[Data items]
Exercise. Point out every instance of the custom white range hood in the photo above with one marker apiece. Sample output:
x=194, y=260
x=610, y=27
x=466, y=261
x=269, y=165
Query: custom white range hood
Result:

What the exercise asks:
Could each line above be retyped exactly?

Answer to this exercise:
Exercise. Point out every instance of the custom white range hood in the photo above with one marker apiece. Sample output:
x=194, y=260
x=610, y=27
x=466, y=261
x=269, y=165
Query: custom white range hood
Result:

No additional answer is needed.